Work task A
In the MATLAB routine excerpt, what does the parameter numpnts stand for?
Work task B
Put the opening line of the MATLAB routine excerpt, "This routine attempts to learn conditionally variant stochastic spaces.", into Spanish.
Work task C
Carry the MATLAB routine excerpt forward from its last line, writing the code that comes next.

This routine attempts to learn conditionally variant stochastic spaces.

MCInterProjTh(numpnts,oldDoE)
function newDoE = MCInterProjTh(numpnts,oldDoE)
%This function finds new DoE locations to sample frun
% numpnts is the number of points to return
% oldDoE are the old DoE points
%This algoirhtm is based off of Crombecq et al. 2011
%"Efficient space-filling and non-collapsing sequential design strategies
%for simulation-based modeling"%
%It develops a "best" set of numpnts that approximate an optimized LHS
%design using an existing DoE

m = size(oldDoE,2);
%Increase the number of search points - the paper allows for 15mins of run 
% time. If possible, this multiplier should be increased if time allows.

Recorded information
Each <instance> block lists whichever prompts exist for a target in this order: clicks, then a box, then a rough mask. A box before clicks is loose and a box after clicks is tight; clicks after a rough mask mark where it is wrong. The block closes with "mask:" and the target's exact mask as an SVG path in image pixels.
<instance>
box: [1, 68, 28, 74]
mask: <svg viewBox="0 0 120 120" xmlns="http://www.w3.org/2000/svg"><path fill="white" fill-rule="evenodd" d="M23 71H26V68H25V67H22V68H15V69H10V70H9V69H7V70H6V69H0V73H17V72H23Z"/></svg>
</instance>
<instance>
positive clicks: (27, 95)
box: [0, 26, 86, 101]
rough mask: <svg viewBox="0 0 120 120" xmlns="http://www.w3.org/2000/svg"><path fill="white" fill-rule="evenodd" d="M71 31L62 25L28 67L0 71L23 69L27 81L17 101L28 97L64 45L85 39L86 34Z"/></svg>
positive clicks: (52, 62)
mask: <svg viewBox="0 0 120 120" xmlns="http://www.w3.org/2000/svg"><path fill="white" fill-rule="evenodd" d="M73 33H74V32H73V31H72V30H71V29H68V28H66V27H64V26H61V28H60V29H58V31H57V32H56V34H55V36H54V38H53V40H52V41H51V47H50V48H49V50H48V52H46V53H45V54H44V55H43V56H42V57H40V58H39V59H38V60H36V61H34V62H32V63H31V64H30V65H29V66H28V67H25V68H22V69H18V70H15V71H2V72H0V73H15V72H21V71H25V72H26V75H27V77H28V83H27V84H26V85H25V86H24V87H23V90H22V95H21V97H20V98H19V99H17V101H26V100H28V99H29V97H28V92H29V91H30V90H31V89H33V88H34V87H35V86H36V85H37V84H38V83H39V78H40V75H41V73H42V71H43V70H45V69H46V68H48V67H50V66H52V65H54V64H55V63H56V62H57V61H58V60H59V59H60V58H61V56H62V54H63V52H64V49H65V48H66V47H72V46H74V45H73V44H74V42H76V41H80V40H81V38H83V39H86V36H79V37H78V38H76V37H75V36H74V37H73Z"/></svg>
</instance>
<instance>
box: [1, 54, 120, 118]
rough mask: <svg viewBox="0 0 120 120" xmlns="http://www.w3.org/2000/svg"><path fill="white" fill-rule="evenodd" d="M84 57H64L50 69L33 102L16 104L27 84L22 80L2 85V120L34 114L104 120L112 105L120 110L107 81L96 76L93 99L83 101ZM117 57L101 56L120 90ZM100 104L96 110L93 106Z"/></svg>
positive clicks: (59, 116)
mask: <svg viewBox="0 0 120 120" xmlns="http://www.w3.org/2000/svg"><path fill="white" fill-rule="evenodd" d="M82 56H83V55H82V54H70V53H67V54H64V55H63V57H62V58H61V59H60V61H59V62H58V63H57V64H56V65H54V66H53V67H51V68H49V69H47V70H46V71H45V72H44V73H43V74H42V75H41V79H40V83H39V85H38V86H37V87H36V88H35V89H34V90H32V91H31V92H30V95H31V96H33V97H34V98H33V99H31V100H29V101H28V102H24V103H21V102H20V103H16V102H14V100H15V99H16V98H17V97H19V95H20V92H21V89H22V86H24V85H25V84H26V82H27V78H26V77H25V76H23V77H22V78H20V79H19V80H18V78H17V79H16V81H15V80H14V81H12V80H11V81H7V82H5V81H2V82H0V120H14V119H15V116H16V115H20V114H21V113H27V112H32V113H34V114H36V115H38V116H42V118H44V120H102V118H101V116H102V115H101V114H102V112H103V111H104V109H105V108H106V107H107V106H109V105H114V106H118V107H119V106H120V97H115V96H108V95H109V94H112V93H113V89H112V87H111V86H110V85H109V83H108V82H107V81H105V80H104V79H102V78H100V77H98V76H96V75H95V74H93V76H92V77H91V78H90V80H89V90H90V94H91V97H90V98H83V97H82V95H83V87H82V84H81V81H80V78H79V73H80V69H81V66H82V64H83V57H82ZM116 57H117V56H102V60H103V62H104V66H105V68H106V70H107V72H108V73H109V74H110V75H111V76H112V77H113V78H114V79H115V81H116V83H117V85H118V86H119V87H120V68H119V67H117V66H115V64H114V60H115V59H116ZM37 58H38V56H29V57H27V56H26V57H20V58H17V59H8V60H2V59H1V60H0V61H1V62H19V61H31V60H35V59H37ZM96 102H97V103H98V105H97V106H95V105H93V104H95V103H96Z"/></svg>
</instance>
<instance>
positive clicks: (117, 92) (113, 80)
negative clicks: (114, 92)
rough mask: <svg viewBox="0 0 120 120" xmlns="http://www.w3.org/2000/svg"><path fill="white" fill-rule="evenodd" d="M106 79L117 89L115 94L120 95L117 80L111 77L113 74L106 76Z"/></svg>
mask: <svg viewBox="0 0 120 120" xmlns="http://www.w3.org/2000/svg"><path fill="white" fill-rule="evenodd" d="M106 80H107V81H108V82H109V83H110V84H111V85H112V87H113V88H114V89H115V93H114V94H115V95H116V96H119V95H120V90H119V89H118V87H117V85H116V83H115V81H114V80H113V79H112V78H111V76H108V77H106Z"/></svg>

Final answer A
The number of points to return.

Final answer B
Esta rutina intenta aprender espacios estocásticos condicionalmente variantes.

Final answer C
mult = 2; 
%Alpha is always .5 as specified by the paper
alp=.5;
%Bound the old DoE to allow it to expand upto [0 1]
lbm=zeros(1,m);
ubm=ones(1,m);
oldDoE=[ubm;oldDoE;lbm]; 
%Create intial deisgn of points

newDoE=lhsdesign(mult*numpnts,m);
fval=zeros(mult*numpnts,1);
%Add one point at a time
for i=1:mult*numpnts
    %Update points in array to adapt on points already alocated
    pnts = [oldDoE;newDoE(1:i-1,:)];
    [n m] = size(pnts);
    %Calculate the minimum distance
    dmin = alp/size(pnts,1);
    
    %TODO ther must be a better way - what if the point is placed on the
    % edge?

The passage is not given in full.